◆ **WHAT THIS TASK INVOLVES**: An exact copy of the whole listing is required.

◆ **STUDY MATERIAL**:

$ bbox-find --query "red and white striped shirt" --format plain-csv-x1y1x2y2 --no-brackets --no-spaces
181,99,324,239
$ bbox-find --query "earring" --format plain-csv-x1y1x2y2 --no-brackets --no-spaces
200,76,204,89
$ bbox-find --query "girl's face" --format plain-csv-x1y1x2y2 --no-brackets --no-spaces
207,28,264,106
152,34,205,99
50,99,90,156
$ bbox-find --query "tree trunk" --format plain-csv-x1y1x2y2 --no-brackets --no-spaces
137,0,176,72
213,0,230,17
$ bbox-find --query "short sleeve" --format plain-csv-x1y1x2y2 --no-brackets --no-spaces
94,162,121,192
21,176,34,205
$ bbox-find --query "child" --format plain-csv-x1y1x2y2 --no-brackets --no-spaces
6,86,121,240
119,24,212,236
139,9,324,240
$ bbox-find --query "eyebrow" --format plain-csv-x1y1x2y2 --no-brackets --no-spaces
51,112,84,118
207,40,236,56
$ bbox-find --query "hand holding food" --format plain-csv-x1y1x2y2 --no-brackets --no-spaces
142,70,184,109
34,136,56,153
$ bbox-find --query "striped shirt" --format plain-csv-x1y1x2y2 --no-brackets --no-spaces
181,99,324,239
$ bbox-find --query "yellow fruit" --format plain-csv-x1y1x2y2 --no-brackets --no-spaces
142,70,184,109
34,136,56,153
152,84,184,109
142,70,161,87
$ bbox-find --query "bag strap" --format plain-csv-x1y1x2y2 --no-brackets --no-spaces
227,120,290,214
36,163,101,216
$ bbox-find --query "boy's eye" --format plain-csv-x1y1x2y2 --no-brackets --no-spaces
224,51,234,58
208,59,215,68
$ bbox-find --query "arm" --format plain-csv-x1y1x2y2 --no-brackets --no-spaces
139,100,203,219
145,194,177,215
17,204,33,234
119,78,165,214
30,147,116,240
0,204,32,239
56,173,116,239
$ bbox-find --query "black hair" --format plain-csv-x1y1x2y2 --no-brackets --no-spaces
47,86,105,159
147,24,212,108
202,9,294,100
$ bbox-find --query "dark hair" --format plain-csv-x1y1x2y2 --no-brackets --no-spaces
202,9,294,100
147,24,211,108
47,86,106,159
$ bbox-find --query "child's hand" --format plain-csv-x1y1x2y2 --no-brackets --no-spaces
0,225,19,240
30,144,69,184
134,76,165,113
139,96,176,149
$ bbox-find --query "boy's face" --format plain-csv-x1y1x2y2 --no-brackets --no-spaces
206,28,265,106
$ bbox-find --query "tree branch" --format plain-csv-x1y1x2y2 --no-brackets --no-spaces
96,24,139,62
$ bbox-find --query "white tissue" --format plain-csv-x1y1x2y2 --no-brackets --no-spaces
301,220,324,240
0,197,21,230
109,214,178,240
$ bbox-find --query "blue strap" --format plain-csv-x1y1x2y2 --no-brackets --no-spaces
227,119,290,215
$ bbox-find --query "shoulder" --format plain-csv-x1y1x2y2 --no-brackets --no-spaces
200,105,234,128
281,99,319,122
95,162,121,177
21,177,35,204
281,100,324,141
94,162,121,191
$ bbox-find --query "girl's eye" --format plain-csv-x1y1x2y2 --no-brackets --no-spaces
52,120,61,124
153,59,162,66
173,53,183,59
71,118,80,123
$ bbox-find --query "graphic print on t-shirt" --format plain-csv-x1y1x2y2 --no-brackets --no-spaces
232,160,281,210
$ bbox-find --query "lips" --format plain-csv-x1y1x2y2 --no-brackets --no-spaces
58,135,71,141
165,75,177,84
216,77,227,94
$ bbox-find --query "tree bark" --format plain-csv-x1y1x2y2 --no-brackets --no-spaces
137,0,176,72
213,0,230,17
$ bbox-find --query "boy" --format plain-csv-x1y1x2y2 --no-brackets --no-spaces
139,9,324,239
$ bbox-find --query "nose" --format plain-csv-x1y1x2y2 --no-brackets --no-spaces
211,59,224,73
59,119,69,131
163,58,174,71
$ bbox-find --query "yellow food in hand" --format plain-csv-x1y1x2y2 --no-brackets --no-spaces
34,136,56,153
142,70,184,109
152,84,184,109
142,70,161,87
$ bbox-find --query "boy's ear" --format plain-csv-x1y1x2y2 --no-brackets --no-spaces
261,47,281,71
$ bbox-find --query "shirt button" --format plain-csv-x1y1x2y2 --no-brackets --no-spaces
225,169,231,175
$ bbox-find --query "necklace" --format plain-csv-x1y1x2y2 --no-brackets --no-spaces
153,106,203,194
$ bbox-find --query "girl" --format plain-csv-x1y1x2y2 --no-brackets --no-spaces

◆ **FINAL ANSWER**:
$ bbox-find --query "red and white striped shirt" --format plain-csv-x1y1x2y2 --no-brackets --no-spaces
181,99,324,239
$ bbox-find --query "earring" --format plain-csv-x1y1x2y2 --no-brackets --no-spaces
200,76,204,89
$ bbox-find --query "girl's face" --format plain-csv-x1y1x2y2 --no-brackets --no-spaces
207,28,264,106
152,34,205,99
50,99,90,156
$ bbox-find --query "tree trunk" --format plain-csv-x1y1x2y2 --no-brackets --no-spaces
137,0,176,72
213,0,230,17
$ bbox-find --query "short sleeve" --format plain-csv-x1y1x2y2 --no-brackets --no-spaces
94,162,121,192
21,176,34,205
$ bbox-find --query "child" --format plain-csv-x1y1x2y2 --no-brackets --no-spaces
6,86,121,240
119,24,212,236
139,9,324,240
$ bbox-find --query "eyebrow" --format plain-csv-x1y1x2y2 --no-brackets --no-spaces
51,112,84,118
207,40,236,56
$ bbox-find --query "hand holding food" --format plain-csv-x1y1x2y2 --no-brackets --no-spaces
142,70,184,109
34,136,56,153
$ bbox-find --query "striped shirt" --format plain-csv-x1y1x2y2 --no-brackets --no-spaces
181,99,324,239
$ bbox-find --query "yellow fruit" --format plain-csv-x1y1x2y2 --no-brackets --no-spaces
142,70,184,109
34,136,56,153
152,84,184,109
142,70,161,87
$ bbox-find --query "bag strap" --format plain-csv-x1y1x2y2 --no-brackets --no-spaces
227,120,290,214
36,163,101,216
$ bbox-find --query "boy's eye" --format plain-csv-x1y1x2y2 --no-brackets --no-spaces
224,51,234,58
208,59,215,68
$ bbox-find --query "arm" --format plain-csv-x1y1x2y2 --no-brackets --no-spaces
139,100,203,219
145,194,177,215
17,204,33,234
119,78,165,214
30,147,116,240
0,204,32,239
56,173,116,239
$ bbox-find --query "black hair" --format plain-csv-x1y1x2y2 --no-brackets --no-spaces
47,86,105,159
147,24,212,108
202,9,294,100
$ bbox-find --query "dark hair" --format plain-csv-x1y1x2y2 --no-brackets --no-spaces
202,9,294,100
147,24,211,108
47,86,106,159
$ bbox-find --query "child's hand" --format plain-csv-x1y1x2y2 --no-brackets --no-spaces
0,225,19,240
30,144,69,184
134,76,165,113
139,96,176,149
$ bbox-find --query "boy's face" --format plain-csv-x1y1x2y2 --no-brackets --no-spaces
206,28,265,106
$ bbox-find --query "tree branch" --format plain-csv-x1y1x2y2 --no-brackets --no-spaces
96,24,139,62
$ bbox-find --query "white tissue" --format plain-csv-x1y1x2y2 --no-brackets --no-spaces
301,220,324,240
0,197,21,230
109,214,178,240
$ bbox-find --query "blue strap" --format plain-csv-x1y1x2y2 --no-brackets --no-spaces
227,119,290,215
$ bbox-find --query "shoulder" --format plain-csv-x1y1x2y2 --no-brackets --no-spaces
200,105,234,128
281,99,319,122
95,162,121,177
21,177,35,204
281,100,324,141
94,162,121,191
$ bbox-find --query "girl's eye" --format plain-csv-x1y1x2y2 --no-brackets --no-spaces
52,120,61,124
153,59,162,66
173,53,183,59
71,118,80,123
$ bbox-find --query "graphic print on t-shirt" --format plain-csv-x1y1x2y2 --no-brackets --no-spaces
232,160,281,210
$ bbox-find --query "lips" --format plain-csv-x1y1x2y2 --no-brackets --no-spaces
58,135,71,141
165,75,177,84
216,77,227,94
$ bbox-find --query "tree bark" --format plain-csv-x1y1x2y2 --no-brackets --no-spaces
137,0,176,72
213,0,230,17
$ bbox-find --query "boy" --format plain-csv-x1y1x2y2 --no-brackets --no-spaces
139,9,324,239
$ bbox-find --query "nose" --format plain-csv-x1y1x2y2 --no-brackets --no-spaces
211,59,224,73
59,119,69,131
163,58,174,71
$ bbox-find --query "yellow food in hand" --format plain-csv-x1y1x2y2 --no-brackets --no-spaces
34,136,56,153
142,70,184,109
152,84,184,109
142,70,161,87
$ bbox-find --query "boy's ear" --format plain-csv-x1y1x2y2 --no-brackets --no-spaces
261,47,281,71
$ bbox-find --query "shirt button" --format plain-csv-x1y1x2y2 --no-brackets --no-spaces
225,169,231,175
$ bbox-find --query "necklace" --format plain-csv-x1y1x2y2 --no-brackets --no-spaces
153,106,203,194
$ bbox-find --query "girl" --format plain-csv-x1y1x2y2 --no-brackets --no-spaces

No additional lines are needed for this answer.